Trecho selecionado:

▶

Enquanto o povo sambava
no carnaval, os sabotadores da Lava-Jato, sob o olhar complacente do
STF. Post de Augusto Nunes em Veja.com:
Em 7 de fevereiro, o
onipresente Gilmar Mendes sacou do coldre o trabuco retórico para
anunciar o recomeço do duelo com o juiz Sérgio Moro e a força-tarefa do
Ministério Público engajada na Operação Lava Jato: “Temos encontro
marcado com essas alongadas prisões que se determinam em Curitiba”,
avisou o ministro do Supremo Tribunal Federal que também preside o
Tribunal Superior Eleitoral. Em vez de ao menos lamentar a indolência
cúmplice de quem demora a julgar e só absolve, Gilmar se enfurece com
homens da lei que investigam, provam, condenam e prendem.

◀

Tarefas a realizar:
**A.** Liste as ações que a última frase do trecho sobre a Lava Jato atribui aos homens da lei.
**B.** Cite, do trecho sobre a Lava Jato, tudo o que vai desde "Enquanto o povo" até "condenam e prendem.".
Os dados vêm de uma fonte distinta da do trecho.

Dados fornecidos:
▶

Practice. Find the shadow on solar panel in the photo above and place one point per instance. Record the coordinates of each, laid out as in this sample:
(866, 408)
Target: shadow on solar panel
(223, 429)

◀

Soluções das tarefas:
**A.** Investigam, provam, condenam e prendem.

**B.**
Enquanto o povo sambava
no carnaval, os sabotadores da Lava-Jato, sob o olhar complacente do
STF. Post de Augusto Nunes em Veja.com:
Em 7 de fevereiro, o
onipresente Gilmar Mendes sacou do coldre o trabuco retórico para
anunciar o recomeço do duelo com o juiz Sérgio Moro e a força-tarefa do
Ministério Público engajada na Operação Lava Jato: “Temos encontro
marcado com essas alongadas prisões que se determinam em Curitiba”,
avisou o ministro do Supremo Tribunal Federal que também preside o
Tribunal Superior Eleitoral. Em vez de ao menos lamentar a indolência
cúmplice de quem demora a julgar e só absolve, Gilmar se enfurece com
homens da lei que investigam, provam, condenam e prendem.